Task to carry out:
For this exercise, repeat all of the material verbatim apart from its images.

___ Material shown ___

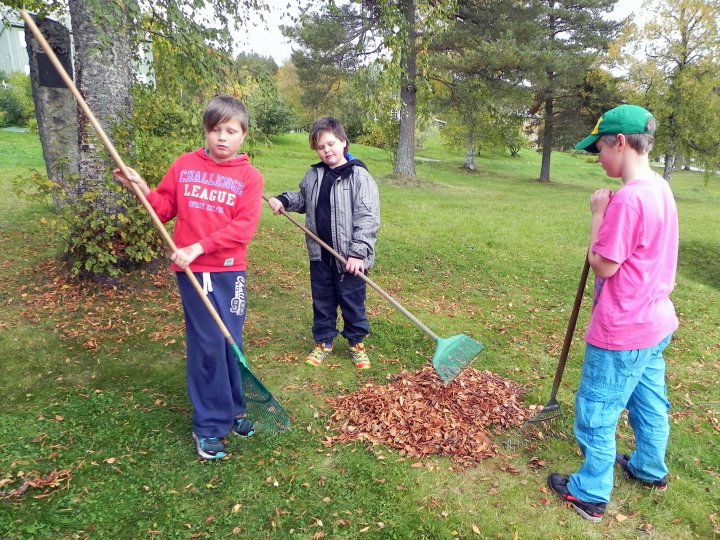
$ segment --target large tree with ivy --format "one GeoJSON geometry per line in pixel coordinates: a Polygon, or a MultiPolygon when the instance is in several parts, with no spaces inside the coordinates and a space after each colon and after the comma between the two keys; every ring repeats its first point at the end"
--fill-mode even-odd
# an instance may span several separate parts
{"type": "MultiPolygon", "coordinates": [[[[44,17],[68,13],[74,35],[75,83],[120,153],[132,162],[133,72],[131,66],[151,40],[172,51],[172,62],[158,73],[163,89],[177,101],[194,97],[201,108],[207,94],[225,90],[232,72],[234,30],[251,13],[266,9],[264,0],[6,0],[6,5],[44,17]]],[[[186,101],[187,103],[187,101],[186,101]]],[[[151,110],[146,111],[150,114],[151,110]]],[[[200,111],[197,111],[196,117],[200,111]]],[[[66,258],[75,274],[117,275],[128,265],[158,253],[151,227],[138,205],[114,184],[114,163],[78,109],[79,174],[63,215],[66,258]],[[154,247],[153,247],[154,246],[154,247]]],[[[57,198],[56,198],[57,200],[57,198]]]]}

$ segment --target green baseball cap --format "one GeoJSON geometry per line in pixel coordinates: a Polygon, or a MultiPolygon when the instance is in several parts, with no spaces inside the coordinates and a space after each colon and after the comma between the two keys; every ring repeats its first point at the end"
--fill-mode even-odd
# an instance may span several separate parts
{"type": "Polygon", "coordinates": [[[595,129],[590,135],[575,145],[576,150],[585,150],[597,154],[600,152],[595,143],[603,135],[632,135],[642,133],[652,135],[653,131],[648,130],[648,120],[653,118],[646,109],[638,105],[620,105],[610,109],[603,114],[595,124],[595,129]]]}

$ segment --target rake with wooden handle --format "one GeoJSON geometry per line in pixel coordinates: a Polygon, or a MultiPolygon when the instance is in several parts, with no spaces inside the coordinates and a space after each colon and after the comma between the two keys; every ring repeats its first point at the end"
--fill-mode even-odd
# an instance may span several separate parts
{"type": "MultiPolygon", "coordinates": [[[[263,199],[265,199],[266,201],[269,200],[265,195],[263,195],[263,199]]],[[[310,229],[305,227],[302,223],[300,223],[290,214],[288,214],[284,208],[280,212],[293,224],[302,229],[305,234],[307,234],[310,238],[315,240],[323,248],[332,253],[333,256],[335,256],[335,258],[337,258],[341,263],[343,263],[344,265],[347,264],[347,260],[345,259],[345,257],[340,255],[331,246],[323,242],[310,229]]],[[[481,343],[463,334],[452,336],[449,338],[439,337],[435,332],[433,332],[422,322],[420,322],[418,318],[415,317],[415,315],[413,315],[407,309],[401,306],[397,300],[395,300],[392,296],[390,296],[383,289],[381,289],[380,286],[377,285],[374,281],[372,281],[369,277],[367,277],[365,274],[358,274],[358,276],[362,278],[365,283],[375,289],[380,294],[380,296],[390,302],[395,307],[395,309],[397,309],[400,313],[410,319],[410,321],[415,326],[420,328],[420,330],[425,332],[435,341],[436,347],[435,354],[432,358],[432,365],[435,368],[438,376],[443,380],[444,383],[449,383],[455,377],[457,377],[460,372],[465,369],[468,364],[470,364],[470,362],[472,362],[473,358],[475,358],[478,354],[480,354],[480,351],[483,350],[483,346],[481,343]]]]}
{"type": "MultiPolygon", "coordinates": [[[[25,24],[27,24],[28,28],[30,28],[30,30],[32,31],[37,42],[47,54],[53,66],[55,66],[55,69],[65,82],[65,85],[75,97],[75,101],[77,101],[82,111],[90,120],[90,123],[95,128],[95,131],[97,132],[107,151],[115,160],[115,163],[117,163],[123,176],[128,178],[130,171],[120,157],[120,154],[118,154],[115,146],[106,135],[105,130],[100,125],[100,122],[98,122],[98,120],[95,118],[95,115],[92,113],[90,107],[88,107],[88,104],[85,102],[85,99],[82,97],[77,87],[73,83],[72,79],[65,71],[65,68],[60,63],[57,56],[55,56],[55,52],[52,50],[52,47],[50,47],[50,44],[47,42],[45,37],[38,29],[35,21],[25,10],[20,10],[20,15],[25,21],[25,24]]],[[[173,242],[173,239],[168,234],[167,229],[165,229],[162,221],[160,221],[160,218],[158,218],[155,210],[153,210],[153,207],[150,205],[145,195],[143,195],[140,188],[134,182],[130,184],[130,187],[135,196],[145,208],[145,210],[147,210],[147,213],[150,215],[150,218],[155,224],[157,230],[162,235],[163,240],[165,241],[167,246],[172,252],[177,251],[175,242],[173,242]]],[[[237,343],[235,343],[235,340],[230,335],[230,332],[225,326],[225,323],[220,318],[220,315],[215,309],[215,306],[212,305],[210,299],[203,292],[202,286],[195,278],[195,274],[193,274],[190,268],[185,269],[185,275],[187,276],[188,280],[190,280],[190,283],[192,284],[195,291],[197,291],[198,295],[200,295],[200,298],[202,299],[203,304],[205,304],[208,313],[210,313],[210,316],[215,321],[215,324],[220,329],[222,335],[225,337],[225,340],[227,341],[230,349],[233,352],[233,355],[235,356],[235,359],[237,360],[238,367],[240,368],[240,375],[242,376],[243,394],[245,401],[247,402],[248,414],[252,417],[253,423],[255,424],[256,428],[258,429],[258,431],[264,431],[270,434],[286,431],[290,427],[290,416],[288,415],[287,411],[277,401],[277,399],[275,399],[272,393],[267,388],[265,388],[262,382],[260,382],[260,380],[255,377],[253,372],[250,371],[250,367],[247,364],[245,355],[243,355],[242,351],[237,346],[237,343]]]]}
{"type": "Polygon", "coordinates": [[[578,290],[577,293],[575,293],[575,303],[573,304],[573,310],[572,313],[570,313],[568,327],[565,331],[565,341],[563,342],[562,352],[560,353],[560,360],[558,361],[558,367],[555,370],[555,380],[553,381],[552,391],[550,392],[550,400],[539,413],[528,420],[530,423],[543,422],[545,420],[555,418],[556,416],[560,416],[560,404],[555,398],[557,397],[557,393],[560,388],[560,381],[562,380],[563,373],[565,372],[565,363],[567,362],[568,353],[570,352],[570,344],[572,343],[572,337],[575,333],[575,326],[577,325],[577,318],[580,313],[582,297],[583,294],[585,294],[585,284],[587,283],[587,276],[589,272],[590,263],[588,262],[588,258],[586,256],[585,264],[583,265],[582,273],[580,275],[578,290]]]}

___

Reply to the exercise:
$ segment --target large tree with ivy --format "one GeoJSON geometry per line in pixel coordinates: a Polygon, or a MultiPolygon when the instance is in several parts, with no spaces inside the coordinates and a space after each colon and after the comma between the two keys; every ring repeats its first point at the end"
--fill-mode even-odd
# an instance may span several separate parts
{"type": "MultiPolygon", "coordinates": [[[[44,17],[68,13],[74,35],[75,83],[120,153],[132,162],[133,72],[131,66],[151,40],[172,51],[172,62],[158,73],[163,89],[177,101],[194,97],[201,108],[207,94],[225,90],[232,72],[234,30],[251,13],[266,9],[264,0],[6,0],[6,5],[44,17]]],[[[186,101],[187,103],[187,101],[186,101]]],[[[151,110],[146,111],[150,114],[151,110]]],[[[200,111],[197,111],[196,117],[200,111]]],[[[66,258],[75,274],[117,275],[128,265],[158,253],[151,227],[138,205],[114,184],[114,163],[78,109],[79,174],[63,215],[66,258]],[[154,247],[153,247],[154,246],[154,247]]],[[[57,198],[56,198],[57,200],[57,198]]]]}

$ segment --target green baseball cap --format "one GeoJSON geometry per line in pixel coordinates: a Polygon, or a MultiPolygon when the instance is in several parts, with no spaces inside the coordinates and a space after each colon and after the comma between the two keys; every ring repeats its first point at the end"
--fill-mode even-odd
# an instance may span several separate parts
{"type": "Polygon", "coordinates": [[[595,129],[590,135],[575,145],[576,150],[585,150],[597,154],[600,152],[595,143],[603,135],[632,135],[642,133],[652,135],[653,131],[648,130],[648,120],[653,118],[646,109],[638,105],[620,105],[610,109],[603,114],[595,124],[595,129]]]}

$ segment --target rake with wooden handle --format "one GeoJSON geometry per line in pixel coordinates: a Polygon, or a MultiPolygon when the instance is in several parts, with no spaces inside the coordinates and a space after each colon and after the comma between the two keys; every ring repeats its first point at the end"
--fill-mode even-odd
# an instance may span several separate parts
{"type": "MultiPolygon", "coordinates": [[[[263,199],[265,199],[266,201],[269,200],[265,195],[263,195],[263,199]]],[[[310,229],[305,227],[302,223],[300,223],[290,214],[288,214],[284,208],[280,212],[293,224],[302,229],[305,234],[307,234],[310,238],[315,240],[323,248],[332,253],[333,256],[335,256],[335,258],[337,258],[341,263],[343,263],[344,265],[347,264],[347,260],[345,259],[345,257],[340,255],[331,246],[323,242],[310,229]]],[[[481,343],[463,334],[452,336],[449,338],[439,337],[435,332],[433,332],[422,322],[420,322],[418,318],[415,317],[415,315],[413,315],[407,309],[401,306],[397,300],[395,300],[392,296],[390,296],[383,289],[381,289],[380,286],[377,285],[374,281],[372,281],[369,277],[367,277],[365,274],[358,274],[358,276],[362,278],[365,283],[375,289],[380,294],[380,296],[390,302],[395,307],[395,309],[397,309],[400,313],[410,319],[410,321],[415,326],[420,328],[420,330],[425,332],[435,341],[436,347],[435,354],[432,358],[432,365],[435,368],[438,376],[443,380],[444,383],[449,383],[455,377],[457,377],[460,372],[465,369],[468,364],[470,364],[470,362],[472,362],[473,358],[475,358],[478,354],[480,354],[480,351],[483,350],[483,346],[481,343]]]]}
{"type": "MultiPolygon", "coordinates": [[[[25,24],[27,24],[28,28],[30,28],[30,30],[32,31],[37,42],[47,54],[53,66],[55,66],[55,69],[65,82],[65,85],[75,97],[75,101],[77,101],[82,111],[90,120],[90,123],[95,128],[95,131],[97,132],[107,151],[115,160],[115,163],[117,163],[123,176],[128,178],[130,171],[120,157],[120,154],[118,154],[115,146],[106,135],[105,130],[100,125],[100,122],[98,122],[98,120],[95,118],[95,115],[92,113],[90,107],[88,107],[88,104],[85,102],[85,99],[82,97],[77,87],[73,83],[72,79],[65,71],[65,68],[60,63],[57,56],[55,56],[55,52],[52,50],[52,47],[50,47],[50,44],[47,42],[45,37],[38,29],[35,21],[25,10],[20,10],[20,15],[25,21],[25,24]]],[[[173,242],[173,239],[168,234],[167,229],[165,229],[162,221],[160,221],[160,218],[158,218],[155,210],[153,210],[153,207],[150,205],[145,195],[143,195],[140,188],[134,182],[130,184],[130,187],[135,196],[145,208],[145,210],[147,210],[147,213],[150,215],[150,218],[155,224],[157,230],[162,235],[163,240],[165,241],[167,246],[172,252],[177,251],[175,242],[173,242]]],[[[237,343],[235,343],[235,340],[230,335],[230,332],[225,326],[225,323],[220,318],[220,315],[215,309],[215,306],[212,305],[210,299],[203,292],[202,286],[195,278],[195,274],[193,274],[190,268],[185,269],[185,275],[187,276],[188,280],[190,280],[190,283],[192,284],[195,291],[197,291],[198,295],[200,295],[200,298],[202,299],[203,304],[205,304],[208,313],[210,313],[210,316],[215,321],[215,324],[220,329],[222,335],[225,337],[225,340],[227,341],[230,349],[233,352],[233,355],[235,356],[235,359],[237,360],[238,367],[240,368],[240,375],[242,376],[243,394],[245,401],[247,402],[248,414],[252,417],[253,423],[255,424],[256,428],[258,429],[258,431],[264,431],[270,434],[286,431],[290,427],[290,416],[288,415],[287,411],[277,401],[277,399],[275,399],[272,393],[267,388],[265,388],[262,382],[260,382],[260,380],[255,377],[253,372],[250,371],[250,367],[247,364],[245,355],[243,355],[242,351],[237,346],[237,343]]]]}
{"type": "Polygon", "coordinates": [[[578,290],[577,293],[575,293],[575,303],[573,304],[573,310],[572,313],[570,313],[568,327],[565,331],[565,341],[563,342],[562,352],[560,353],[560,360],[558,361],[558,367],[555,370],[555,380],[553,381],[552,391],[550,392],[550,400],[539,413],[528,420],[530,423],[543,422],[545,420],[555,418],[556,416],[560,416],[560,404],[555,398],[557,397],[557,393],[560,388],[560,381],[562,380],[563,373],[565,372],[565,363],[567,362],[568,353],[570,352],[570,344],[572,343],[572,337],[575,333],[575,326],[577,325],[577,318],[580,313],[582,297],[583,294],[585,294],[585,284],[587,283],[587,276],[589,272],[590,263],[588,262],[588,258],[586,256],[585,264],[583,265],[582,273],[580,275],[578,290]]]}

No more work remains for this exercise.